§ Goal
The records that follow are to be repeated exactly, with the pictures removed.

§ Data to use
####################

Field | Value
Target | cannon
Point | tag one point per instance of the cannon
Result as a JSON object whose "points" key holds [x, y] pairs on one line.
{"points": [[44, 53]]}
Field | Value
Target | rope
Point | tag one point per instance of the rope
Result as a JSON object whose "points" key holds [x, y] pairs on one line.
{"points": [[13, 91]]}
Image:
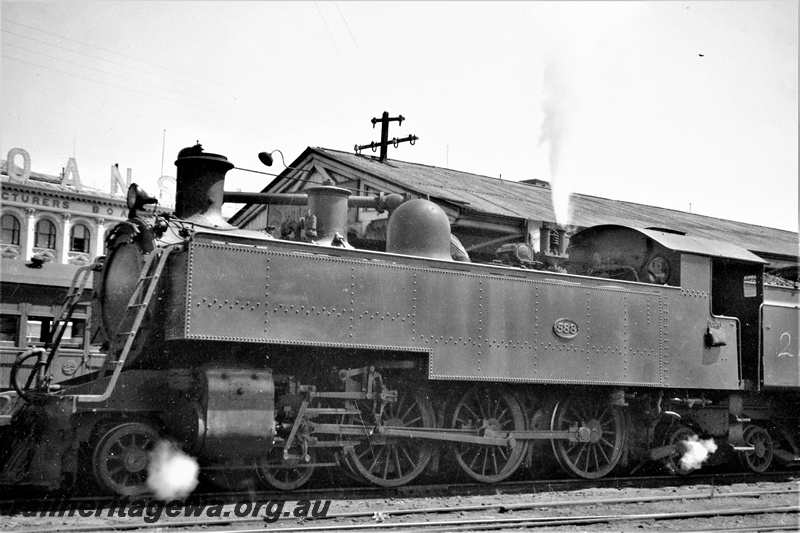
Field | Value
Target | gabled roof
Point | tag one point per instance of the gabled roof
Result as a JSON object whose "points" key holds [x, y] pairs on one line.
{"points": [[473, 194]]}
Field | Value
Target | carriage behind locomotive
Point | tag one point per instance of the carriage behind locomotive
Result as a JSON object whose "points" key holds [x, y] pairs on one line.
{"points": [[271, 357]]}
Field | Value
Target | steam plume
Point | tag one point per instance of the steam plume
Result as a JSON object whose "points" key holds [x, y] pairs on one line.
{"points": [[171, 473], [697, 452], [557, 127]]}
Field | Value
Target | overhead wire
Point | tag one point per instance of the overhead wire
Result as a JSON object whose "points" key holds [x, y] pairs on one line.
{"points": [[352, 37], [341, 57]]}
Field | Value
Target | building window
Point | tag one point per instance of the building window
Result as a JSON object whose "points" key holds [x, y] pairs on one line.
{"points": [[9, 328], [38, 329], [80, 239], [10, 231], [45, 235]]}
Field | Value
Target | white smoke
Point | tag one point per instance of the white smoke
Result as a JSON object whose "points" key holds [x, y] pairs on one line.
{"points": [[697, 451], [172, 474], [557, 127]]}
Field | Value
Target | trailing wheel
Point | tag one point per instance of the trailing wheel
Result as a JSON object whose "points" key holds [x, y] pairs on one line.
{"points": [[120, 458], [603, 424], [286, 474], [490, 413], [390, 461], [760, 459]]}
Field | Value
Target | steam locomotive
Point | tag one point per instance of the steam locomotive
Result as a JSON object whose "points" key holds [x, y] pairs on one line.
{"points": [[269, 358]]}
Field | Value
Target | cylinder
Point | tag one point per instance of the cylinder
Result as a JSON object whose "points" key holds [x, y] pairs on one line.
{"points": [[200, 187]]}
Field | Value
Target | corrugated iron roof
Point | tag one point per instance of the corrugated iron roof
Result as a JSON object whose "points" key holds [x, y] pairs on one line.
{"points": [[476, 193]]}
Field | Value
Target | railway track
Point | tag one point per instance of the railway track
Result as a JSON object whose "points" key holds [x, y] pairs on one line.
{"points": [[527, 514], [324, 491]]}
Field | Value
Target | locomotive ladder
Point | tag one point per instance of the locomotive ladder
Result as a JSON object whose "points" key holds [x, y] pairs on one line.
{"points": [[132, 318]]}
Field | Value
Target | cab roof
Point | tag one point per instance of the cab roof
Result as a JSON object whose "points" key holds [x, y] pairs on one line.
{"points": [[680, 242]]}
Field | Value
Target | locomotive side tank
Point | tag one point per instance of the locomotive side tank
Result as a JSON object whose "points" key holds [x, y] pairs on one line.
{"points": [[267, 358]]}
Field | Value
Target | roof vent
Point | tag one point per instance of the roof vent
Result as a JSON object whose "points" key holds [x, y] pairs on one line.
{"points": [[537, 183], [668, 230]]}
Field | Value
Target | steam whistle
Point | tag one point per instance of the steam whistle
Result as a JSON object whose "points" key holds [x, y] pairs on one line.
{"points": [[553, 243]]}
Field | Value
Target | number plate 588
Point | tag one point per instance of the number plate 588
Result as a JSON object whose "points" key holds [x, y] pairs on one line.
{"points": [[565, 328]]}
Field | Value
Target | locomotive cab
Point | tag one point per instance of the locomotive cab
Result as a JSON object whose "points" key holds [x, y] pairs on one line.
{"points": [[717, 279]]}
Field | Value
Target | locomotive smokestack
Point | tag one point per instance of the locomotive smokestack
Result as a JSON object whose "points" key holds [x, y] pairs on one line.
{"points": [[200, 187], [329, 205]]}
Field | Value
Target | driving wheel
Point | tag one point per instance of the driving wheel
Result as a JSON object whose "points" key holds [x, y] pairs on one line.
{"points": [[120, 458]]}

####################

§ Complete output
Field | Value
Target | cannon
Point | tag one point per instance of the cannon
Result as a JSON object whose "points" key holds [x, y] pairs on one line.
{"points": [[44, 53]]}
Field | Value
Target | rope
Point | tag one point per instance of the rope
Result as a JSON object whose "points" key holds [x, y] pairs on one line.
{"points": [[13, 91]]}
Image:
Field | Value
Target | gabled roof
Point | tag one point per instance of the gabled roof
Result as a JSON object whose "points" key holds [x, y] pairs on one line.
{"points": [[473, 194]]}
Field | Value
Target | carriage behind locomotive
Point | tag one point per instance of the carriage behind locomotive
Result as a JSON object whose "points" key holds [x, y] pairs on one line.
{"points": [[271, 357]]}
Field | Value
Target | steam plume
Point | tag one point per instance of the steam plume
Result as a JSON object whose "points" key holds [x, y] pairs on one line.
{"points": [[171, 473], [697, 452], [557, 127]]}
Field | Value
Target | overhead wire
Point | tag one point per instance of the overhead wire
Result as a JSON object whose "points" key holds [x, y] pairs on one line.
{"points": [[352, 37], [341, 57]]}
Field | Value
Target | building window
Point | tag one point per instance of the building window
Result as a JSON object whose "points" key holds [x, y] pairs on one line.
{"points": [[9, 328], [38, 329], [80, 239], [10, 231], [45, 235]]}
Field | Value
Target | white smoke
Point | tag one point per instance of the white smoke
Result as a JSON object whose "points" key holds [x, y] pairs on one line.
{"points": [[697, 451], [172, 474], [557, 127]]}
Field | Value
Target | trailing wheel
Point | tag one point per instance of the trailing wheel
Result as a JSON object whose "points" key holds [x, y] pairs on one line.
{"points": [[120, 458], [603, 424], [286, 474], [490, 413], [390, 461], [760, 459]]}
Field | Value
Target | steam locomotive
Point | tag one point per instance of the steam locomotive
Result as a JSON object whose "points" key holds [x, y] pairs on one line.
{"points": [[269, 358]]}
Field | Value
Target | cylinder
Point | tag one point per instance of the cylinder
Result as a JSON object whose "points" key holds [x, y] pairs on one line.
{"points": [[200, 187]]}
Field | Value
Target | corrugated iron roof
Point | tag one point per instance of the corrugated iron roof
Result as a JSON object whose "points" key holds [x, y] pairs on one line.
{"points": [[476, 193]]}
Field | Value
Target | railway track
Point | tag one point per instance of the railway track
Result as a JSON object whose "points" key holds [x, y] pairs on one line.
{"points": [[527, 514], [324, 491]]}
Field | Value
Target | locomotive ladder
Point | tag one point per instance of the locomotive ladder
Result as a JSON object whose "points" key holds [x, y] pairs on one line.
{"points": [[132, 318]]}
Field | Value
Target | cab roof
Point | tag one point per instance of the cab roof
Result as a JSON object whose "points" key holds [x, y] pairs on one line.
{"points": [[680, 242]]}
Field | Value
Target | locomotive side tank
Point | tag one point per instance of the locomotive side tank
Result as a JSON object whose "points" key holds [x, y] pairs on one line.
{"points": [[267, 358]]}
Field | Value
Target | roof vent
Point | tag one point per instance of the roof vent
Result as a JSON object whose "points" key holds [x, y] pairs on one line.
{"points": [[537, 183], [668, 230]]}
Field | Value
Target | steam whistle
Point | tag one point per instance of the steam whistle
Result as a JSON object whose "points" key holds [x, y] pairs on one line.
{"points": [[553, 243]]}
Field | Value
Target | number plate 588
Point | tag one point per instance of the number plate 588
Result as a JSON object whose "points" key holds [x, y] pairs on one line.
{"points": [[565, 328]]}
Field | Value
Target | locomotive cab
Point | tag one point per instance of the locomotive cab
Result as a JSON object whose "points" key holds [x, y] pairs on one line.
{"points": [[717, 279]]}
Field | Value
Target | locomotive smokestack
Point | tag one point per instance of the locomotive smokestack
Result as a JSON object whose "points" key holds [x, y] pairs on one line.
{"points": [[200, 187], [329, 205]]}
Field | Value
Target | driving wheel
Point | tag one point per instance of the driving wheel
Result as a JSON object whose "points" key holds [x, y] pairs on one line.
{"points": [[120, 458]]}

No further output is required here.